Exercise inputs
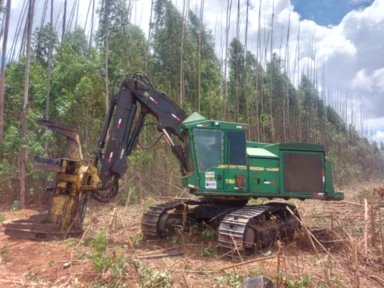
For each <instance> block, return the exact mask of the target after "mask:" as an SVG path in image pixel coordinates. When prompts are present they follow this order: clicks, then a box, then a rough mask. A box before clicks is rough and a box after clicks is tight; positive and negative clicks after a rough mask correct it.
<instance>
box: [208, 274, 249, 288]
mask: <svg viewBox="0 0 384 288" xmlns="http://www.w3.org/2000/svg"><path fill="white" fill-rule="evenodd" d="M225 274H226V275H225V276H221V277H218V278H217V280H218V281H219V284H218V285H216V286H215V287H217V288H219V287H220V288H221V287H223V286H222V284H226V285H229V286H230V287H236V288H240V287H242V285H243V282H244V279H245V276H246V275H244V274H242V273H237V272H236V273H232V271H229V270H225Z"/></svg>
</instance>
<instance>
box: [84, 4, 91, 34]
mask: <svg viewBox="0 0 384 288" xmlns="http://www.w3.org/2000/svg"><path fill="white" fill-rule="evenodd" d="M91 6H92V0H89V4H88V10H87V17H85V24H84V34H85V31H87V25H88V17H89V12H90V11H91Z"/></svg>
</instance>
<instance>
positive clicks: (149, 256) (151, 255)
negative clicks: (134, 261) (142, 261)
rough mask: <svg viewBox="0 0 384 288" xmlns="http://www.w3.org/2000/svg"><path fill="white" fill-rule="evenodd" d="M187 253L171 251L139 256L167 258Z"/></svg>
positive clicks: (149, 257) (140, 257) (151, 258)
mask: <svg viewBox="0 0 384 288" xmlns="http://www.w3.org/2000/svg"><path fill="white" fill-rule="evenodd" d="M182 255H185V253H184V252H177V253H169V254H156V255H143V256H137V258H138V259H154V258H166V257H174V256H182Z"/></svg>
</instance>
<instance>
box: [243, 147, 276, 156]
mask: <svg viewBox="0 0 384 288" xmlns="http://www.w3.org/2000/svg"><path fill="white" fill-rule="evenodd" d="M247 154H248V155H249V156H257V157H265V158H278V157H277V155H275V154H273V153H271V152H269V151H267V150H265V149H263V148H247Z"/></svg>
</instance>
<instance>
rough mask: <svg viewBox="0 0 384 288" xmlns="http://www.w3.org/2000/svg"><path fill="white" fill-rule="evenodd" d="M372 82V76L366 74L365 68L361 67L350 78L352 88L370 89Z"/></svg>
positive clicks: (371, 85) (371, 88)
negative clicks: (354, 73)
mask: <svg viewBox="0 0 384 288" xmlns="http://www.w3.org/2000/svg"><path fill="white" fill-rule="evenodd" d="M372 82H373V81H372V78H371V77H370V76H368V75H367V72H366V69H361V70H360V71H359V72H357V73H356V76H355V78H354V79H353V80H352V86H353V87H354V88H361V89H366V90H372Z"/></svg>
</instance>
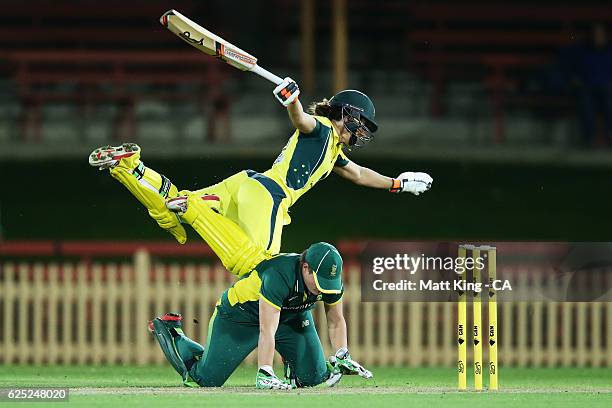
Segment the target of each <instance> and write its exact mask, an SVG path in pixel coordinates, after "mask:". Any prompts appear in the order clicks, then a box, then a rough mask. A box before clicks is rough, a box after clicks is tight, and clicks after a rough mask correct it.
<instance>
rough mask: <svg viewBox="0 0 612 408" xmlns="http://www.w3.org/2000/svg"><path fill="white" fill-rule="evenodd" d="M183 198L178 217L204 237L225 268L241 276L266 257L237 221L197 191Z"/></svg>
mask: <svg viewBox="0 0 612 408" xmlns="http://www.w3.org/2000/svg"><path fill="white" fill-rule="evenodd" d="M187 202H188V204H187V211H185V213H183V214H182V215H181V218H182V219H183V221H185V222H187V223H188V224H189V225H191V226H192V227H193V229H195V230H196V232H197V233H198V234H199V235H200V236H201V237H202V238H203V239H204V241H206V243H207V244H208V245H209V246H210V248H211V249H212V250H213V252H214V253H215V254H217V256H218V257H219V259H220V260H221V263H222V264H223V266H225V268H226V269H227V270H228V271H230V272H231V273H233V274H234V275H236V276H242V275H244V274H246V273H248V272H250V271H251V270H253V269H254V268H255V266H257V264H259V263H260V262H262V261H264V260H266V259H268V258H269V255H268V253H267V252H266V251H265V250H264V249H263V248H261V247H259V246H258V245H256V244H255V243H253V241H252V240H251V239H250V238H249V237H248V236H247V234H246V233H245V232H244V230H243V229H242V228H240V226H239V225H238V224H236V223H235V222H234V221H232V220H230V219H229V218H226V217H225V216H223V215H221V214H218V213H216V212H215V211H213V210H212V209H211V208H210V207H209V206H208V205H206V203H205V202H204V201H202V199H201V198H200V197H199V196H198V195H196V194H193V195H190V196H189V198H188V201H187Z"/></svg>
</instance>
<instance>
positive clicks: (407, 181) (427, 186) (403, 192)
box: [389, 171, 433, 195]
mask: <svg viewBox="0 0 612 408" xmlns="http://www.w3.org/2000/svg"><path fill="white" fill-rule="evenodd" d="M432 183H433V178H431V176H430V175H429V174H427V173H415V172H412V171H406V172H404V173H402V174H400V175H399V176H397V179H394V180H393V187H391V189H390V190H389V191H391V192H392V193H412V194H414V195H419V194H421V193H424V192H425V191H427V190H429V189H430V188H431V184H432Z"/></svg>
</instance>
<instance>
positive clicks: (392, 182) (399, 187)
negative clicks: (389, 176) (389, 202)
mask: <svg viewBox="0 0 612 408" xmlns="http://www.w3.org/2000/svg"><path fill="white" fill-rule="evenodd" d="M391 183H392V184H391V188H390V189H389V191H390V192H392V193H400V192H401V191H402V180H400V179H393V181H392V182H391Z"/></svg>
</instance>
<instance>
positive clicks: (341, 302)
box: [325, 301, 374, 385]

Your task
Everything in the entries above should be written out again exactly, except the images.

Solution
For each <instance> block, return the exact mask of the target after "mask:" as an SVG path in image pixel coordinates. When prompts are present they follow this order: clicks, then a box, then a rough mask. A box before clicks is rough and a box after clicks is tight; positive and negative clicks after a rough mask correct it.
<instance>
box: [208, 274, 249, 288]
mask: <svg viewBox="0 0 384 288" xmlns="http://www.w3.org/2000/svg"><path fill="white" fill-rule="evenodd" d="M225 274H226V275H225V276H221V277H218V278H217V280H218V281H219V284H218V285H216V286H215V287H217V288H219V287H220V288H221V287H223V286H222V284H226V285H229V286H230V287H236V288H240V287H242V285H243V282H244V279H245V276H246V275H244V274H242V273H237V272H236V273H232V271H229V270H225Z"/></svg>
</instance>
<instance>
box: [84, 4, 91, 34]
mask: <svg viewBox="0 0 384 288" xmlns="http://www.w3.org/2000/svg"><path fill="white" fill-rule="evenodd" d="M91 6H92V0H89V4H88V10H87V17H85V24H84V34H85V31H87V25H88V17H89V12H90V11H91Z"/></svg>
</instance>
<instance>
positive clicks: (149, 256) (151, 255)
negative clicks: (134, 261) (142, 261)
rough mask: <svg viewBox="0 0 384 288" xmlns="http://www.w3.org/2000/svg"><path fill="white" fill-rule="evenodd" d="M187 253L171 251L139 256L167 258Z"/></svg>
positive clicks: (149, 257) (140, 257) (151, 258)
mask: <svg viewBox="0 0 384 288" xmlns="http://www.w3.org/2000/svg"><path fill="white" fill-rule="evenodd" d="M182 255H185V253H184V252H177V253H169V254H156V255H143V256H137V258H138V259H154V258H166V257H174V256H182Z"/></svg>
</instance>
<instance>
box: [243, 147, 276, 156]
mask: <svg viewBox="0 0 384 288" xmlns="http://www.w3.org/2000/svg"><path fill="white" fill-rule="evenodd" d="M247 154H248V155H249V156H257V157H265V158H278V157H277V155H275V154H273V153H271V152H269V151H267V150H265V149H263V148H247Z"/></svg>
</instance>
<instance>
rough mask: <svg viewBox="0 0 384 288" xmlns="http://www.w3.org/2000/svg"><path fill="white" fill-rule="evenodd" d="M372 82V76L366 74L365 68L361 67L350 78L352 88L370 89Z"/></svg>
positive clicks: (371, 85) (371, 88)
negative clicks: (354, 73)
mask: <svg viewBox="0 0 384 288" xmlns="http://www.w3.org/2000/svg"><path fill="white" fill-rule="evenodd" d="M372 82H373V81H372V78H371V77H370V76H368V75H367V72H366V69H361V70H360V71H359V72H357V73H356V76H355V78H354V79H353V80H352V86H353V87H354V88H361V89H366V90H372Z"/></svg>
</instance>
Segment the target of each <instance> and write its exact mask, an SVG path in pixel coordinates, after "mask:". Any prompts appear in the order clicks, then a box, then a rough mask. A box before clicks is rough, a box after clicks is tight, and clicks after a rough mask correct it.
<instance>
rough mask: <svg viewBox="0 0 612 408" xmlns="http://www.w3.org/2000/svg"><path fill="white" fill-rule="evenodd" d="M183 198L178 217L204 237L225 268L241 276L266 257L237 221L197 191Z"/></svg>
mask: <svg viewBox="0 0 612 408" xmlns="http://www.w3.org/2000/svg"><path fill="white" fill-rule="evenodd" d="M187 202H188V204H187V211H185V213H183V214H182V215H181V218H182V219H183V221H185V222H187V223H188V224H189V225H191V226H192V227H193V229H195V230H196V232H197V233H198V234H199V235H200V236H201V237H202V238H203V239H204V241H206V243H207V244H208V245H209V246H210V248H211V249H212V250H213V252H214V253H215V254H217V256H218V257H219V259H220V260H221V263H222V264H223V266H225V268H226V269H227V270H228V271H230V272H231V273H233V274H234V275H236V276H242V275H244V274H246V273H248V272H250V271H251V270H253V269H254V268H255V266H257V264H259V263H260V262H262V261H264V260H266V259H268V258H269V255H268V253H267V252H266V251H265V250H264V249H263V248H261V247H259V246H258V245H256V244H255V243H253V241H252V240H251V239H250V238H249V237H248V236H247V234H246V233H245V232H244V230H243V229H242V228H240V226H239V225H238V224H236V223H235V222H234V221H232V220H230V219H229V218H226V217H225V216H223V215H221V214H218V213H216V212H215V211H213V210H212V209H211V208H210V207H209V206H208V205H206V203H205V202H204V201H202V199H201V198H200V197H199V196H198V195H196V194H193V195H190V196H189V198H188V201H187Z"/></svg>
</instance>
<instance>
positive clicks: (407, 181) (427, 186) (403, 192)
box: [389, 171, 433, 195]
mask: <svg viewBox="0 0 612 408" xmlns="http://www.w3.org/2000/svg"><path fill="white" fill-rule="evenodd" d="M432 183H433V178H431V176H430V175H429V174H427V173H415V172H412V171H406V172H404V173H402V174H400V175H399V176H397V179H394V180H393V187H391V189H390V190H389V191H391V192H392V193H412V194H414V195H419V194H421V193H424V192H425V191H427V190H429V189H430V188H431V184H432Z"/></svg>
</instance>
<instance>
positive clicks: (392, 182) (399, 187)
negative clicks: (389, 176) (389, 202)
mask: <svg viewBox="0 0 612 408" xmlns="http://www.w3.org/2000/svg"><path fill="white" fill-rule="evenodd" d="M391 183H392V184H391V188H390V189H389V191H390V192H392V193H400V192H401V191H402V180H400V179H393V181H392V182H391Z"/></svg>
</instance>
<instance>
positive clicks: (341, 302)
box: [325, 301, 374, 385]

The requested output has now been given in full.